* TO DO:
1: In the Old Sacramento report, translate this sentence into Spanish: "But recently, day-to-day operations for the warehouse near Old Sacramento’s waterfront have been interrupted with an uptick of crime and violence."
2: Answer these questions from the Old Sacramento report:
(a) What amount is the Sacramento City Council ready to approve to bring the city back online?
(b) According to Lane, what was the value of the camera equipment that was stolen?
(c) How much did Mayor Darrell Steinberg say the council would invest directly into the community?

* QUOTED PASSAGE:
SACRAMENTO, Calif. (KTXL) — After seeing so many businesses close during the pandemic, the Sacramento City Council is ready to approve the use of $112 million to bring the city back online.
They also want to help places like Old Sacramento, which has seen a recent uptick in violence and harm to businesses this year.
It’s a labor of love for Atrium’s CEO Shira Lane, who found a shuttered warehouse and turned it into a family-friendly studio and galleria.
“You can come sit and paint a canvas, sip kombucha. You can make a magic wand,” Lane said.
But recently, day-to-day operations for the warehouse near Old Sacramento’s waterfront have been interrupted with an uptick of crime and violence.
“We had some $8,000 worth of camera equipment stolen. We had a lot of stuff happen and this was the day right after the shooting,” Lane said.
But help is on the way for Old Sacramento.
“The city council will decide, and I’m confident they will decide, to invest $61 million directly into our community,” Mayor Darrell Steinberg said.

* Dataset items:
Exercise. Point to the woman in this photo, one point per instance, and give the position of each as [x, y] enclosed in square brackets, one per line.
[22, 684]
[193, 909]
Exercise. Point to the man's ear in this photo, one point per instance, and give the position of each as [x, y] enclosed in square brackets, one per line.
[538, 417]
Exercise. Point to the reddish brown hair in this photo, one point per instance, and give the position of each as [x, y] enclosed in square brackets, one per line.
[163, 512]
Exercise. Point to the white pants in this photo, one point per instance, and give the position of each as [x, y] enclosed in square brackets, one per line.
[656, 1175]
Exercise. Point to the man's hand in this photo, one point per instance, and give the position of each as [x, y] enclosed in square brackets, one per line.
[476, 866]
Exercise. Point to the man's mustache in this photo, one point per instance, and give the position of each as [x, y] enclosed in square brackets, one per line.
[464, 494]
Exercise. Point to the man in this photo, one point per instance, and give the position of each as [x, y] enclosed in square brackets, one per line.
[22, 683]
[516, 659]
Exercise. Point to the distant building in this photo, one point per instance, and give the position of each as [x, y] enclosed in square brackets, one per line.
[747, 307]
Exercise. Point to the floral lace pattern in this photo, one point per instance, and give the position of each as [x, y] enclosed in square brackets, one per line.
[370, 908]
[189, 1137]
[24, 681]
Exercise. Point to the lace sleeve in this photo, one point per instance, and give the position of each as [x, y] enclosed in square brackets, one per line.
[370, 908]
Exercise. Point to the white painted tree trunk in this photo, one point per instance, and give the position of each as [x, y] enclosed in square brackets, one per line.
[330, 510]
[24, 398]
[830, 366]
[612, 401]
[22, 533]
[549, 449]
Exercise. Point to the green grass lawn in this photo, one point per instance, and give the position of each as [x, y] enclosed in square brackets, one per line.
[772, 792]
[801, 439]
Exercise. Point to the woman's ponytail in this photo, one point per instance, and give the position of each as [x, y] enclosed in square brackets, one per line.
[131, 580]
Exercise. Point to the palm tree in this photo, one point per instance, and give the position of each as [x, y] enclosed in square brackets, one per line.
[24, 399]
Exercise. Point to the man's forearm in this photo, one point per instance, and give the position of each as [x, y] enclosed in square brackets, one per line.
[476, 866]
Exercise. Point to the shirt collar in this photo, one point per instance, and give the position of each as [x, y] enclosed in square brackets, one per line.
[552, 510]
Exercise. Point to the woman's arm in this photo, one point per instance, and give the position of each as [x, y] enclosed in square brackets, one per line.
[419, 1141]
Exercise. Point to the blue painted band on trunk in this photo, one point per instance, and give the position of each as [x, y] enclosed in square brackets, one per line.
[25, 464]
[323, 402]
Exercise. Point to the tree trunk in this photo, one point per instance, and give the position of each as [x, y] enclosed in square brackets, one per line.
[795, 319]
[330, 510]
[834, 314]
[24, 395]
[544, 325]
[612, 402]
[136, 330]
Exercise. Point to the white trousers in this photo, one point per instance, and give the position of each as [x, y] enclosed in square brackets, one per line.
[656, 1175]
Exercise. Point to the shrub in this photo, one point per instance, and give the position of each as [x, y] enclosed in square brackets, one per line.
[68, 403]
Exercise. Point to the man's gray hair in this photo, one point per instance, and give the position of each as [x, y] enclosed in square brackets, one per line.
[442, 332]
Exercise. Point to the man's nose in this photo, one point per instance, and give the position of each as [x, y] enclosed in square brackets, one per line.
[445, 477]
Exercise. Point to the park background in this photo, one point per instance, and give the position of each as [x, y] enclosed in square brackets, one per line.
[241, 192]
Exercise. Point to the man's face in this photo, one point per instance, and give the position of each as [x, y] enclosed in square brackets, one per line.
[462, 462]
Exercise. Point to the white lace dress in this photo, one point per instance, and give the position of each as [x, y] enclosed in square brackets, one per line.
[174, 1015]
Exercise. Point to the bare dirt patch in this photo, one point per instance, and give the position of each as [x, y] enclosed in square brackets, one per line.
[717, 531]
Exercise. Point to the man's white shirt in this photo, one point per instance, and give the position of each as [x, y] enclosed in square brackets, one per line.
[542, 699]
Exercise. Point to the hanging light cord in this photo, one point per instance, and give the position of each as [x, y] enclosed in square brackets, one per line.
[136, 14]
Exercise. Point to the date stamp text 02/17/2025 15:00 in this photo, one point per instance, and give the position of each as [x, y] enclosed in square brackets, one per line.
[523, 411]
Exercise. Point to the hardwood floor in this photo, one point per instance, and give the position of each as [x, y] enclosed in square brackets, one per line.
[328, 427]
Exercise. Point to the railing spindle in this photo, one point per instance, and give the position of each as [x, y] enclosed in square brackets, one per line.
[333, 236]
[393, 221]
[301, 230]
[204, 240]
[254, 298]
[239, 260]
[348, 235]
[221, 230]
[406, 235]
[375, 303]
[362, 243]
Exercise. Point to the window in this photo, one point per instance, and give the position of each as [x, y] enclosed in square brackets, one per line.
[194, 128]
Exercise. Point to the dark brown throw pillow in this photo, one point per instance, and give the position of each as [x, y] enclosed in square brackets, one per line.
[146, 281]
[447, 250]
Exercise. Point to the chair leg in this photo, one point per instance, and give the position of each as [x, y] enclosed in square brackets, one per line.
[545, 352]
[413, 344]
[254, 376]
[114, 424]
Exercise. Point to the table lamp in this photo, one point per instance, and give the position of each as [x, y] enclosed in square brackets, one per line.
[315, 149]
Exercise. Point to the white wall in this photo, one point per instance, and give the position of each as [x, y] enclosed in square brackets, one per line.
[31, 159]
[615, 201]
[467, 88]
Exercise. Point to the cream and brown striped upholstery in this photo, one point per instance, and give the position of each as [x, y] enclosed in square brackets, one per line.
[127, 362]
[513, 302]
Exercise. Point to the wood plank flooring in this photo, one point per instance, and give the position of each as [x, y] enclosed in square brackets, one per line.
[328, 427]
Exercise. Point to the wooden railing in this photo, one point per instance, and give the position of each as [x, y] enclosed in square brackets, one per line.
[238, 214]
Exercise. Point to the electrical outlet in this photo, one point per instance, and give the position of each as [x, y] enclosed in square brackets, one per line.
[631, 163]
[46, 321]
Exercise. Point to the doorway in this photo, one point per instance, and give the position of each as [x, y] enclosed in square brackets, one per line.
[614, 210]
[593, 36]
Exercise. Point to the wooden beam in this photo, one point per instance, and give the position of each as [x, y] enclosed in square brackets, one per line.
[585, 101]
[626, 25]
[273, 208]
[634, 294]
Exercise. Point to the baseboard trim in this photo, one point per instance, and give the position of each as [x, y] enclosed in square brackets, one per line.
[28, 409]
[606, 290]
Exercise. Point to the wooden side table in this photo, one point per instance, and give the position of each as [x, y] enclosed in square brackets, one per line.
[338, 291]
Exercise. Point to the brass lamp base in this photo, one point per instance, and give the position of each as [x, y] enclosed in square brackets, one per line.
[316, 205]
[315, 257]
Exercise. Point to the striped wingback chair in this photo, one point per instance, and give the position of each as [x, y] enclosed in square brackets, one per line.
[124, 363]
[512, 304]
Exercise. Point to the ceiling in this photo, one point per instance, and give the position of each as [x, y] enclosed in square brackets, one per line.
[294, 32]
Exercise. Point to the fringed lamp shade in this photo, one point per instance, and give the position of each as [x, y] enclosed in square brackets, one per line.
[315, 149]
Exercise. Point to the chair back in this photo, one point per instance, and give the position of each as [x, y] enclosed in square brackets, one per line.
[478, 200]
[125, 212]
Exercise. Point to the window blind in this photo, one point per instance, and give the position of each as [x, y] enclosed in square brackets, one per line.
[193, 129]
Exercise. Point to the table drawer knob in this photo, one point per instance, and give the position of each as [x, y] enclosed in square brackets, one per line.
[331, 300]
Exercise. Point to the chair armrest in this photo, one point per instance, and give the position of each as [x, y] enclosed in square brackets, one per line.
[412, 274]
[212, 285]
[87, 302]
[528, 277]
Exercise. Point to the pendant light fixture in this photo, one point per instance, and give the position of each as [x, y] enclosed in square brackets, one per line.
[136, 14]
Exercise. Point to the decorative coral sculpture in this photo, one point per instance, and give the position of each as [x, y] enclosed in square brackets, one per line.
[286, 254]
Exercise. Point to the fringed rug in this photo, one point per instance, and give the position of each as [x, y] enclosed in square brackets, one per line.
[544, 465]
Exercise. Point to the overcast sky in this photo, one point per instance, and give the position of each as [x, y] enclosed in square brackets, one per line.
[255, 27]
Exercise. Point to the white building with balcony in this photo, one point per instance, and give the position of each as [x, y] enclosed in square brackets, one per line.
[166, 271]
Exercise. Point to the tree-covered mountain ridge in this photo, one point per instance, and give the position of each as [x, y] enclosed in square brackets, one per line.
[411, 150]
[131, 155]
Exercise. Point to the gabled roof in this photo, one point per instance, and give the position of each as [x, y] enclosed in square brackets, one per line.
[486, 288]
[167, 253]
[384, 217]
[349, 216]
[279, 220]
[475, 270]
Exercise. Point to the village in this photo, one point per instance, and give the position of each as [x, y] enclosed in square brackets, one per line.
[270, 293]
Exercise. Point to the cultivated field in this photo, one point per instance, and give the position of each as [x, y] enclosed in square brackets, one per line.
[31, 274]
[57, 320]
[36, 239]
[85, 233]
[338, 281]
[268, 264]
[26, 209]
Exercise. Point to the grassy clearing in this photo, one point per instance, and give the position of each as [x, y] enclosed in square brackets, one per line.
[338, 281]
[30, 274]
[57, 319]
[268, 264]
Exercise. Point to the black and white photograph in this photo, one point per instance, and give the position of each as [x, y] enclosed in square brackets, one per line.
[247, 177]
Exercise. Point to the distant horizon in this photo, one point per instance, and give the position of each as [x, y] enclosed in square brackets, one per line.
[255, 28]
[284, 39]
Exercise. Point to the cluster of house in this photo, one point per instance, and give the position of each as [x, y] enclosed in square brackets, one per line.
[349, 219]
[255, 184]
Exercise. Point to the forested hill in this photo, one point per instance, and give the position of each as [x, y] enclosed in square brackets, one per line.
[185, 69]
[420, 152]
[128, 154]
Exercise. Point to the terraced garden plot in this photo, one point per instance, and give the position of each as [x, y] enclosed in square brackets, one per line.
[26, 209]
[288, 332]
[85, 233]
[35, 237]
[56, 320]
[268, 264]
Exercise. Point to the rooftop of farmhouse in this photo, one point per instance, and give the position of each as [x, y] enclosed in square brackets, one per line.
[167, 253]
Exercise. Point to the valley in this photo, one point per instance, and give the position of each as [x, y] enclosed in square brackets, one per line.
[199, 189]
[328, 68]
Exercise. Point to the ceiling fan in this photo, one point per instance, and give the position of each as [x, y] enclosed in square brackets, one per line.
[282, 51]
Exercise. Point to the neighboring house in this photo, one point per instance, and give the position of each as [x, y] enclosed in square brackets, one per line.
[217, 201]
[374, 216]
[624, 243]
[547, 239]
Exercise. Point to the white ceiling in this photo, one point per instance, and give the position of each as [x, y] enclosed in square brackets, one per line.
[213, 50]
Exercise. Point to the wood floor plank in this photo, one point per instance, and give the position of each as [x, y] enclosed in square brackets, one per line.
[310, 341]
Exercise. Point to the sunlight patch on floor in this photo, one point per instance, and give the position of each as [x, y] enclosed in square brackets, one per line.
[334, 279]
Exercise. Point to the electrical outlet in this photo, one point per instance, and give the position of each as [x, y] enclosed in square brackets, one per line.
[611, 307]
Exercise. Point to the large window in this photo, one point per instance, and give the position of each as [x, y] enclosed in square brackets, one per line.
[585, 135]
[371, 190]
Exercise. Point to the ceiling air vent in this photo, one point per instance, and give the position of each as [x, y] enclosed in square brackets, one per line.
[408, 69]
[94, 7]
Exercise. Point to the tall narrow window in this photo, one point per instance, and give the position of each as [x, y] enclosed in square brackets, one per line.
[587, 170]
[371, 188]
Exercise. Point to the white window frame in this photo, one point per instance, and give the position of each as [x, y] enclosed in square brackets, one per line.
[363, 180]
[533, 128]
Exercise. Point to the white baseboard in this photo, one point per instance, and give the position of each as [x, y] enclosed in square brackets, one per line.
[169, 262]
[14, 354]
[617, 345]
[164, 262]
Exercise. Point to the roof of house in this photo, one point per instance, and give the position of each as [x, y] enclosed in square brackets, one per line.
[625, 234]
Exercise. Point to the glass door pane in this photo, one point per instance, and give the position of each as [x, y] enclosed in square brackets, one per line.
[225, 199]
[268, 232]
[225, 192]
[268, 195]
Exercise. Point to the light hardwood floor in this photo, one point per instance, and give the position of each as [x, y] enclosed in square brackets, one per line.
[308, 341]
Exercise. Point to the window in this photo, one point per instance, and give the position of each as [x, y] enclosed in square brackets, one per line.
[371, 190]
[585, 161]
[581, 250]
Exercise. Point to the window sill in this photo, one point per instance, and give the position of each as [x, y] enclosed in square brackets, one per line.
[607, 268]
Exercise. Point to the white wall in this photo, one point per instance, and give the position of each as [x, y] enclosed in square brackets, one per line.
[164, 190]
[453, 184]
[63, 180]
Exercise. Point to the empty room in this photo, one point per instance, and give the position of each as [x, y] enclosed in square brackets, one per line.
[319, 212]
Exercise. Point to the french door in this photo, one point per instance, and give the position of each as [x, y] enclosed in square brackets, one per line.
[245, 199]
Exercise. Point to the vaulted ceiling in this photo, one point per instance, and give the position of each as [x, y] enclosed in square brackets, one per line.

* SOLUTIONS IN ORDER:
1: Pero recientemente, las operaciones diarias del almacén cerca del paseo ribereño de Old Sacramento se han visto interrumpidas por un aumento de la delincuencia y la violencia.

2:
(a) $112 million
(b) About $8,000
(c) $61 million